> [REQUIRED ACTIONS]
a – From the interview about mental illness, copy the passage starting with "Stanford: Do you" and going on through "mentally ill individuals.".
b – In the interview about mental illness, what condition does the person being interviewed say they are currently dealing with?
c – Pick up the interview about mental illness after its last line and write what comes next.

> [TEXT PASSAGE]
THIS SHORT Q&A IS AN INTERVIEW REFLECTING A REAL MENTAL ILLNESS VICTIM'S TRUTHS.
THEIR IDENTITY WILL BE KEPT ANONYMOUS FOR RESPECTIVE PURPOSES.
Daion Stanford: How do you identify with mental illness?
A: Well, I’m currently dealing with depression but I don’t voice it much.
Stanford: When you say you don’t “voice it,” what exactly do you mean by that? Do you mind elaborating?
A: Well honestly, because of how everyone mistreats people who suffer from different things like bipolar disorder, schizophrenia, or even dementia, it’s sort of like a discouragement. I mean, I’ll never go shouting out I have depression, but sometimes, people like me actually need someone to talk to… people that understand I mean.
Stanford: Do you feel it is important for people to be informed about mental health?
A: Of course! There are so many misconceptions and assumptions about mental illness and people who are dealing with it… so much judgment and shaming. It’s so disgusting. People like me should feel at least some type of ‘okay’ to disclose mental illness concerns. But I don’t. There’s more to it that people are unaware of and I think that’s what upsets me the most. I see so many things on TV, you know like when that officer killed that black guy? He suffered from mental illness too, but they didn’t care. All they saw was a man with darker skin than theirs who appeared ‘hostile.’ It’s more than society that needs awareness, but law enforcement officials too. They literally suck when it comes to the effective handling of mentally ill individuals.

> [DATA SHOWN]
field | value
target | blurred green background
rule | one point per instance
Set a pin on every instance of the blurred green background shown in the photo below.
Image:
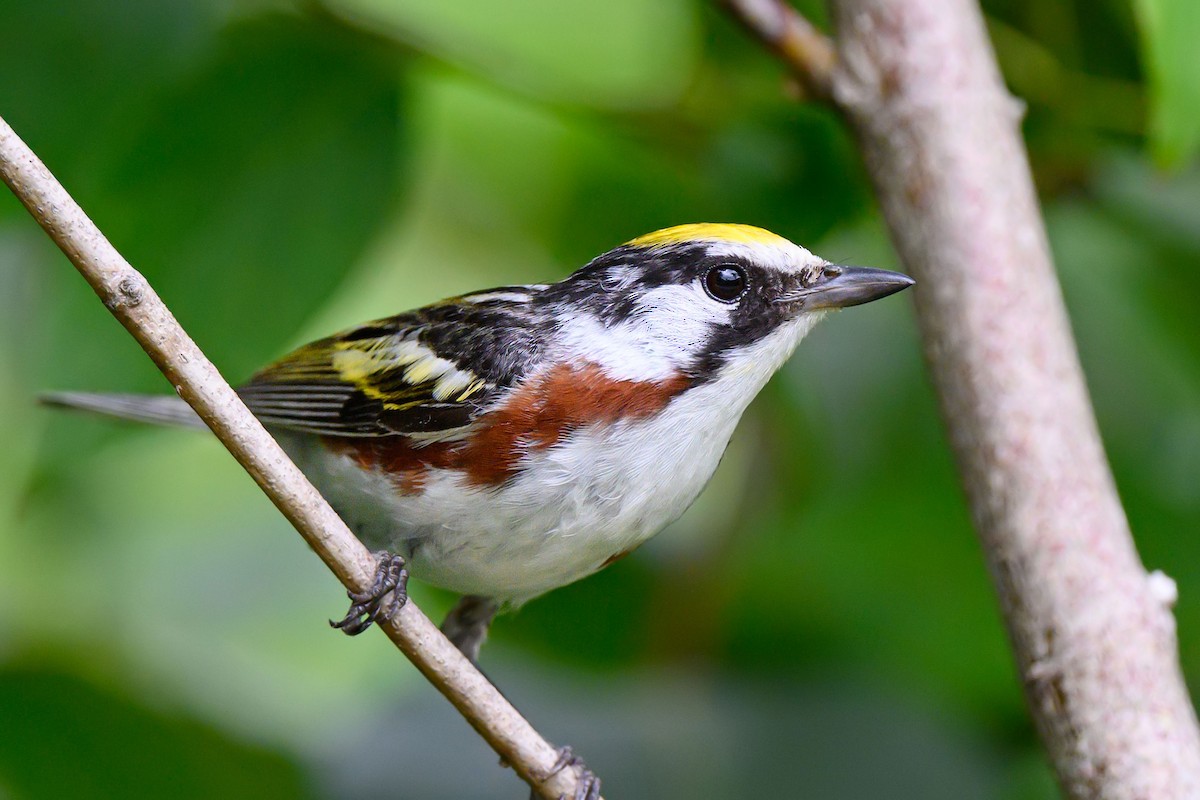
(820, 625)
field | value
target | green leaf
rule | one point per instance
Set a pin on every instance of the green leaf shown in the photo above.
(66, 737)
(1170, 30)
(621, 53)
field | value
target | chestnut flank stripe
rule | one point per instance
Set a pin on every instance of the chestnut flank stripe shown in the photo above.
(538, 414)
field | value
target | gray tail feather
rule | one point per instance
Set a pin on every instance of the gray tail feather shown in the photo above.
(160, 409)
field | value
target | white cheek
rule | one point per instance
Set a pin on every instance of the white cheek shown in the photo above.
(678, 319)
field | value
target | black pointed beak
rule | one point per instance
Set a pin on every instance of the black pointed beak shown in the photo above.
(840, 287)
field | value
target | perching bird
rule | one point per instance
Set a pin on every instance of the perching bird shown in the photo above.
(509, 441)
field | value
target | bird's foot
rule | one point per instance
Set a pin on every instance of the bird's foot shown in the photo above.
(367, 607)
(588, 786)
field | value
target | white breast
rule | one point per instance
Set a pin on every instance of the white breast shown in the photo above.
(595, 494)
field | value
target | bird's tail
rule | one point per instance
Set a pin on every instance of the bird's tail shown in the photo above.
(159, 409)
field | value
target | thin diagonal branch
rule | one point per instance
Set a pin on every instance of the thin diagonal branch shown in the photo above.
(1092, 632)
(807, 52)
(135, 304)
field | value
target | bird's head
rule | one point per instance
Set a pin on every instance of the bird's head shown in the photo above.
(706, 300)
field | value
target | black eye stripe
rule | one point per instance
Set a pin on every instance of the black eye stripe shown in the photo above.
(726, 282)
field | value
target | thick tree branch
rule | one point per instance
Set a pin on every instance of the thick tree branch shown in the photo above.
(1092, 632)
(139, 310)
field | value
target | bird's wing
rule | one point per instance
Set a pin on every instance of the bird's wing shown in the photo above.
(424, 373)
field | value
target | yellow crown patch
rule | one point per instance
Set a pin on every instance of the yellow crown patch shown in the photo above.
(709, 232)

> [RESULTS OF THE EXERCISE]
a –
Stanford: Do you feel it is important for people to be informed about mental health?
A: Of course! There are so many misconceptions and assumptions about mental illness and people who are dealing with it… so much judgment and shaming. It’s so disgusting. People like me should feel at least some type of ‘okay’ to disclose mental illness concerns. But I don’t. There’s more to it that people are unaware of and I think that’s what upsets me the most. I see so many things on TV, you know like when that officer killed that black guy? He suffered from mental illness too, but they didn’t care. All they saw was a man with darker skin than theirs who appeared ‘hostile.’ It’s more than society that needs awareness, but law enforcement officials too. They literally suck when it comes to the effective handling of mentally ill individuals.

b – Depression.

c –
Stanford: Do you think many sufferers of mental illness internalize their thoughts and issues?
A: *sarcastically chuckles* Hell, I do. What else am I supposed to do? Think about it. We get shut down when we decide to open up. Reasons why I choose not to. I mean, I’ll talk to a close girlfriend of mine or even my therapist, but I’m even hesitant then. After awhile--well, for me at least--it’s more about keeping my business simply mine. I feel as though in order to maintain some bit of happiness, I have to just deal with my issues the best way that I can with the resources I already have.
Stanford: Do you find yourself lacking self-esteem or confidence?
A: Hmmm. Yes and no. Majority of the time, I’m cool, calm. Chillin’. Just good. Then other times, I think about how difficult it is for me to even want to be out socializing with people. Honestly, I don’t even like being around people.
Stanford: Would you say stigma plays a role in perpetuating the feeling in mental health victims that they have somehow failed?
A: Stigma is bull-crap if you ask me. It’s pure hatred, discrimination for real. I used to feel like a failure a lot, only because I felt like I would never progress mentally and emotionally. But then, something overcame me, like this hidden faith I somehow had. Something told me I’ll be alright, and honestly. I’m alright...
Many people wait until someone hurts themselves to be able to finally see the seriousness of mental health and its effects on its victims. Harsh? Not at all. You see, because people persistently talk negatively about mental health and those who are currently suffering from it as if it’s a joke,or just “not that serious.” So, simply put, until someone’s best friend, cousin, or uncle harms themselves, no one takes them seriously.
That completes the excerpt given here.